DIRECTIONS >> Return the data below word for word, unchanged, beginning at the line that contains "Place one point per instance of the beige" and stopping after the last line of the data.

+---+

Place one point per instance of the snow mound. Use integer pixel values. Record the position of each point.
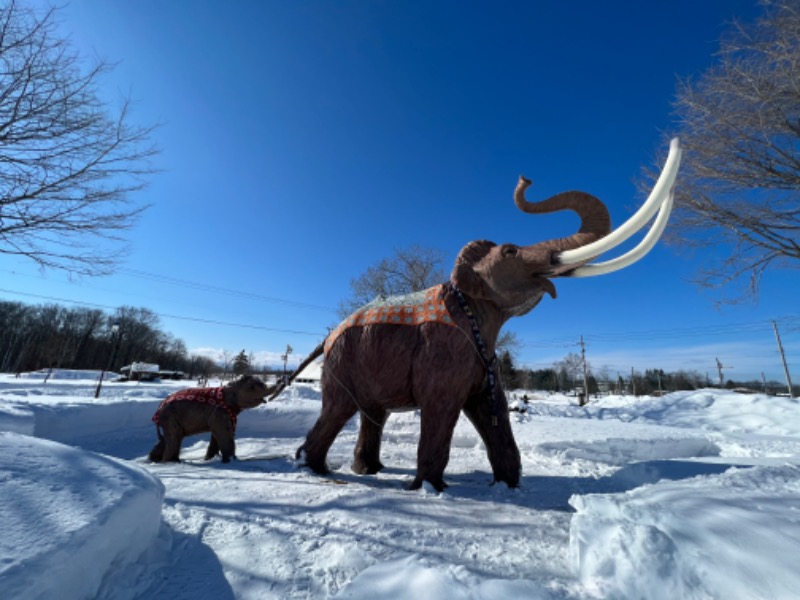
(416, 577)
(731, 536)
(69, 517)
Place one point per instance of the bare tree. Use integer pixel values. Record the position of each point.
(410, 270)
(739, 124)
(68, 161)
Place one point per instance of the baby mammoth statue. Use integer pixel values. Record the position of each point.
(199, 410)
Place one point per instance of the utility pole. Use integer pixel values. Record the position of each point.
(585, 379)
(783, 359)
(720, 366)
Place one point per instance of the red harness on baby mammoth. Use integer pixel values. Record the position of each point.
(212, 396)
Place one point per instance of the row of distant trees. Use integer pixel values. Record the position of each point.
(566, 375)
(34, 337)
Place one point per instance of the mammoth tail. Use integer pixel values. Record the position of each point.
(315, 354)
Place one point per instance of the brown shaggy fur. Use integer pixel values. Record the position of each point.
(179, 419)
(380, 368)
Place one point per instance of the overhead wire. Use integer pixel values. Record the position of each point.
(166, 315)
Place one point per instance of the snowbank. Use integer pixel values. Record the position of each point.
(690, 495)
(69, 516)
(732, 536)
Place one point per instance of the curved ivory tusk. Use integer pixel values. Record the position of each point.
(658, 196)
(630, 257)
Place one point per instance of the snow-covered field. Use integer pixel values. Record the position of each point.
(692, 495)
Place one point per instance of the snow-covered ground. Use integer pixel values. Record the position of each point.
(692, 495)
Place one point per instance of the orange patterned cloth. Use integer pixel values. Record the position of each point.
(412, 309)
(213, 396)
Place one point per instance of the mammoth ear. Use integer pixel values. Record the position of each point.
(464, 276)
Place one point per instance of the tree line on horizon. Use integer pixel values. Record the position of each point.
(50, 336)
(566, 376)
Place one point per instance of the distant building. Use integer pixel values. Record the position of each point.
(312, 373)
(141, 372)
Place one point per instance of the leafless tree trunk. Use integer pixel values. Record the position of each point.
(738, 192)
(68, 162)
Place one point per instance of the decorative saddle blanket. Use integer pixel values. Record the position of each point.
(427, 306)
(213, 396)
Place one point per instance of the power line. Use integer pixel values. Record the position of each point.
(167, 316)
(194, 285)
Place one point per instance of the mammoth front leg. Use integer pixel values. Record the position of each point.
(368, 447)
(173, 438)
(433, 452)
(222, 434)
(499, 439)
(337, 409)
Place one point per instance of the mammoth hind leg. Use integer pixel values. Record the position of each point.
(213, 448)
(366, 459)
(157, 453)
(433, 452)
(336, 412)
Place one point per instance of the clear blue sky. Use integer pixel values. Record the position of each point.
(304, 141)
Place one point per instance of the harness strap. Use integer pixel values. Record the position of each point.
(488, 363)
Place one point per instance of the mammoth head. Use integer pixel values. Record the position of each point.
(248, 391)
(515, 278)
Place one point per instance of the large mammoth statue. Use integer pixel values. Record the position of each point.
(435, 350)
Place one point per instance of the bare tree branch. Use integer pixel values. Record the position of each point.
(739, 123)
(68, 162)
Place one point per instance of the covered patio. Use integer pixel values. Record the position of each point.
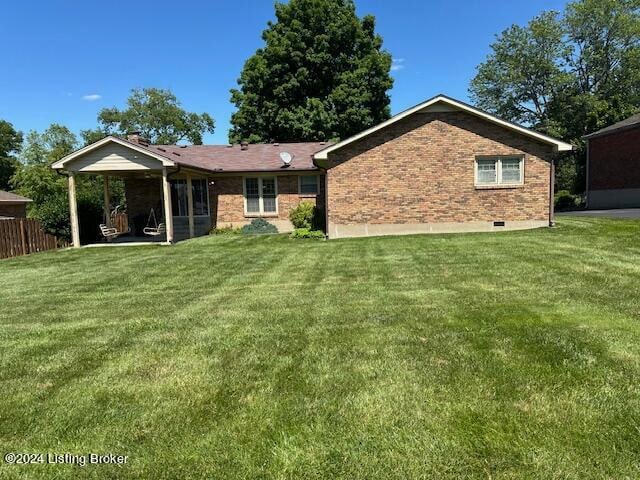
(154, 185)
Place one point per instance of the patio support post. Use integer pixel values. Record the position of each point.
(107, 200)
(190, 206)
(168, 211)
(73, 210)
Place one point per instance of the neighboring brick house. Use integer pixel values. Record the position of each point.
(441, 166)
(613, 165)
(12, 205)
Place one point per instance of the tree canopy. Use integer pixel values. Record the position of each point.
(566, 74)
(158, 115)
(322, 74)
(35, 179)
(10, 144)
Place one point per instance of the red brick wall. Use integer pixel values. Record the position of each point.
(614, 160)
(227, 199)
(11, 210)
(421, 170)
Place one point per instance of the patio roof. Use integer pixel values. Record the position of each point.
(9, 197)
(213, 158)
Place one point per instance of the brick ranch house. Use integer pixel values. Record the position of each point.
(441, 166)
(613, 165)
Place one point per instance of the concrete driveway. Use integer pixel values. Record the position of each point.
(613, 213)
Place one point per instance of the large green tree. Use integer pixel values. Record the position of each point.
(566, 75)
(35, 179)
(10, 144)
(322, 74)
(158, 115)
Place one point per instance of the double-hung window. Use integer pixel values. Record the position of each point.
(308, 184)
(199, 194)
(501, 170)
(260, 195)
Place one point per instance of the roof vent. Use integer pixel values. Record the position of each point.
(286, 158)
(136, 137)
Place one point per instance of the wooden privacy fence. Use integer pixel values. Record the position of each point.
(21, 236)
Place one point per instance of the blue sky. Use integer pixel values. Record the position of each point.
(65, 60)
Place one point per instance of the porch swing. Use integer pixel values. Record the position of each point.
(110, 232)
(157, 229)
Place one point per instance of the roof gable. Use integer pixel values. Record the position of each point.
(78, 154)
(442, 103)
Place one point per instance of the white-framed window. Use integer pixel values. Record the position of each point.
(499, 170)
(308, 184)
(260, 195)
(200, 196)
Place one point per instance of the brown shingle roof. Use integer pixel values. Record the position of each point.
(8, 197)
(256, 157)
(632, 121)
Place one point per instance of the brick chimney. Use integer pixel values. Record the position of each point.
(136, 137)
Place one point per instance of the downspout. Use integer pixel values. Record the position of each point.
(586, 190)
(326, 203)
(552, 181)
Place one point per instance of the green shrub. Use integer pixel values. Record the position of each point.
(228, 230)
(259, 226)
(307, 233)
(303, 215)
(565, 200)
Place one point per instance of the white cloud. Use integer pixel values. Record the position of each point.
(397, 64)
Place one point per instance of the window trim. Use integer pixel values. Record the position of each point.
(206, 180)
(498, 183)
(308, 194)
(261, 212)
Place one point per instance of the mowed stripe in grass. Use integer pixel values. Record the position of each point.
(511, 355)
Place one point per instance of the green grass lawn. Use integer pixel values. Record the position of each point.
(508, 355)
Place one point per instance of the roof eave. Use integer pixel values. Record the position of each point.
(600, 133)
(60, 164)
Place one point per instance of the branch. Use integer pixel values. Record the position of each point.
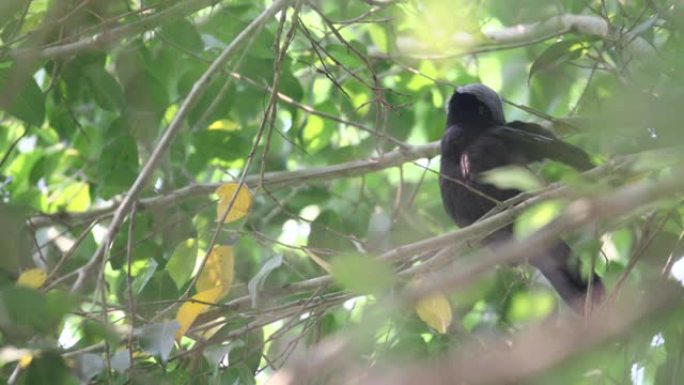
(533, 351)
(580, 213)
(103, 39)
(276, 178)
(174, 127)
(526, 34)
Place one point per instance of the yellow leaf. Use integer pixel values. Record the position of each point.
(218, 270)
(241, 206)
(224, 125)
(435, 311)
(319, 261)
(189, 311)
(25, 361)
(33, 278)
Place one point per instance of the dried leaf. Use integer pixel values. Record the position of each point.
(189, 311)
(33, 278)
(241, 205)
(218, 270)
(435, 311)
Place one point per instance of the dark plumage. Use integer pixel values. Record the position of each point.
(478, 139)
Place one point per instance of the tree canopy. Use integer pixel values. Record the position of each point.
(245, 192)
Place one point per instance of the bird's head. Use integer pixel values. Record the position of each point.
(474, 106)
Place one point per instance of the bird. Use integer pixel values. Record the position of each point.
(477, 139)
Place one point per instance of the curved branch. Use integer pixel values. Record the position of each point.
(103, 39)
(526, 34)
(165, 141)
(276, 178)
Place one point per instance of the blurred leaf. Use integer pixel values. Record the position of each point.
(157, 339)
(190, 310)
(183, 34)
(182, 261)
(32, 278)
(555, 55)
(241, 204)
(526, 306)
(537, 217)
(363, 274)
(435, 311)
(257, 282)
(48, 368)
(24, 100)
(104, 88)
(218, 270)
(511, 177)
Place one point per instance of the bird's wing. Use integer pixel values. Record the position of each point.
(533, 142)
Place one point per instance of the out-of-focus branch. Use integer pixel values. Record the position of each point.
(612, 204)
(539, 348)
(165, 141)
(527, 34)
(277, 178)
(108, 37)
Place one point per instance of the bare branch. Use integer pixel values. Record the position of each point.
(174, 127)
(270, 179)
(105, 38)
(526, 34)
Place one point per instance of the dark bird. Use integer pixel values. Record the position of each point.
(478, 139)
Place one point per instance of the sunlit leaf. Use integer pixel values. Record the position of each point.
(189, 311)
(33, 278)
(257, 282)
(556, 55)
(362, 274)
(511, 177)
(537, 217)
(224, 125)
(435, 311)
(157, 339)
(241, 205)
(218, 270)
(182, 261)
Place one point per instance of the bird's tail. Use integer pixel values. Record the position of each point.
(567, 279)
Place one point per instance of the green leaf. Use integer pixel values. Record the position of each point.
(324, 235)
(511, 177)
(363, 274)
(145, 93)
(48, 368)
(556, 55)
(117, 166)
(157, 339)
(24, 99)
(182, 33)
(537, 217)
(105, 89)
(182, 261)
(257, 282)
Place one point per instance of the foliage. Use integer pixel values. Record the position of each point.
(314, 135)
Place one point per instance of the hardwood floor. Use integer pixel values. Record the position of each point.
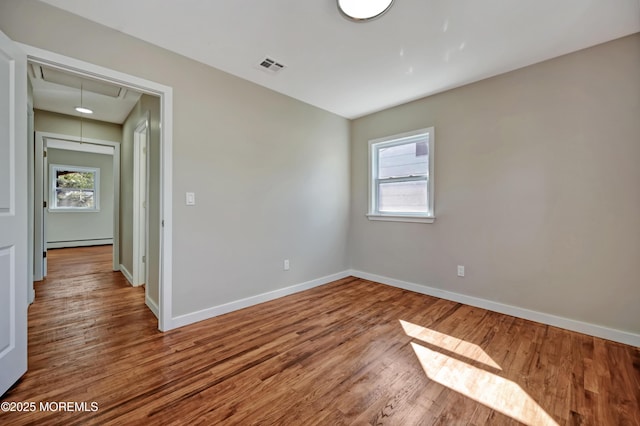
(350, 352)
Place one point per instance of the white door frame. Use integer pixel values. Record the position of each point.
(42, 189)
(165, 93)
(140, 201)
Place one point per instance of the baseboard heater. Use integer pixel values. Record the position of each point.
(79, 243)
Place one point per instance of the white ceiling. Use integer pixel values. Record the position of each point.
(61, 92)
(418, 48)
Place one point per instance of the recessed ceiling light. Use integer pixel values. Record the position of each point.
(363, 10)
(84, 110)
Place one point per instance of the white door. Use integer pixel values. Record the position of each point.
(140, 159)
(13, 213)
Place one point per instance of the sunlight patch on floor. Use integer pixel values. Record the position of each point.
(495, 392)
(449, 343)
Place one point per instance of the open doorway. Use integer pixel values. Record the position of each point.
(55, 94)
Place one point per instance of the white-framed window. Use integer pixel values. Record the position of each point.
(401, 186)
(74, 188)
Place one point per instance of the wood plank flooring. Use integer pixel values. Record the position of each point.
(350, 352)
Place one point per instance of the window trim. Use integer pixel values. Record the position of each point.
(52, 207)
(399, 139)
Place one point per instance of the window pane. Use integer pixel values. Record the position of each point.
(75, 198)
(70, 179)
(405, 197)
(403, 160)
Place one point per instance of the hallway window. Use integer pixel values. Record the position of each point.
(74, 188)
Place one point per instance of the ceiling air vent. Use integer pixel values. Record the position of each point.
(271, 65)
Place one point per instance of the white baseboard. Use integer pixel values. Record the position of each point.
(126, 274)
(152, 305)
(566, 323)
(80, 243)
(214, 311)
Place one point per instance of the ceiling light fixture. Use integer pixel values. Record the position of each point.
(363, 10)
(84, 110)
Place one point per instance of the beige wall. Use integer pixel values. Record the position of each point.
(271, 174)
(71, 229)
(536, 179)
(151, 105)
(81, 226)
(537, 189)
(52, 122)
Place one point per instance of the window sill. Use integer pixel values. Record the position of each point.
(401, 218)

+---+

COMPLETED EXERCISE >>
Place one point per instance of the beige wall. Use integer pixel values. Record the position of each point.
(271, 174)
(71, 229)
(536, 179)
(151, 105)
(81, 226)
(537, 189)
(52, 122)
Place one point per instance of the window sill. Use integer pixel values. Record the position of each point.
(401, 218)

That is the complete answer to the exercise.